● PROBLEM DESCRIPTION: Reproduce only the records starting at the beginning and ending at the line that contains "73), (245, 121)]", both ends included and requests included, scaling every coordinate in the answers by 1.45 and rounding each result to a whole number, with halves rounded up. Omit the pictures from your answer.

## BEGIN RECORD SET

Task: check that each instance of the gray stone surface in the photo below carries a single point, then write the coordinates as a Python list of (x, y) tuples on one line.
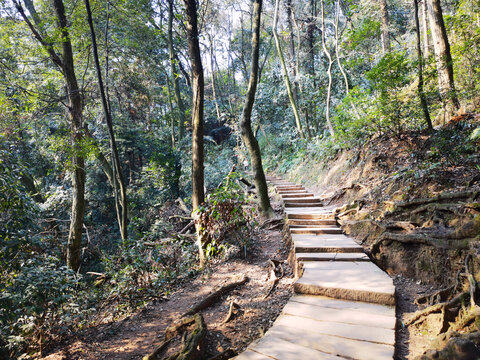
[(358, 281)]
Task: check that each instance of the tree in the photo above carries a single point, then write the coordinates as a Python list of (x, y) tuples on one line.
[(421, 93), (121, 203), (74, 110), (173, 69), (385, 32), (198, 193), (327, 53), (443, 58), (285, 73), (245, 121)]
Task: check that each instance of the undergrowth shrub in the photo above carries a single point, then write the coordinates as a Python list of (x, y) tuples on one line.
[(226, 217)]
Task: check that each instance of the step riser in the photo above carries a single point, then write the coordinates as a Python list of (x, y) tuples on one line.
[(310, 217), (310, 226), (322, 231), (312, 222), (304, 205), (293, 196), (302, 201), (328, 249)]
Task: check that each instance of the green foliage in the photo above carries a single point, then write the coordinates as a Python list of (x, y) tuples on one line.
[(226, 216), (37, 303)]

## END RECORD SET

● RESPONSE TO THE TASK:
Task: check that each instance of the gray stone surface in the photo below carries a single point, then write the coordinates as a Python list of (x, y) tuples on one line.
[(519, 407)]
Task: check that each instance of the tree in the photo above carries a single point, then write the coordinates as a Python list of (x, y) tuples on one line.
[(610, 135), (175, 294), (107, 160), (251, 100), (558, 46), (287, 280), (474, 77), (642, 84), (413, 106), (355, 175)]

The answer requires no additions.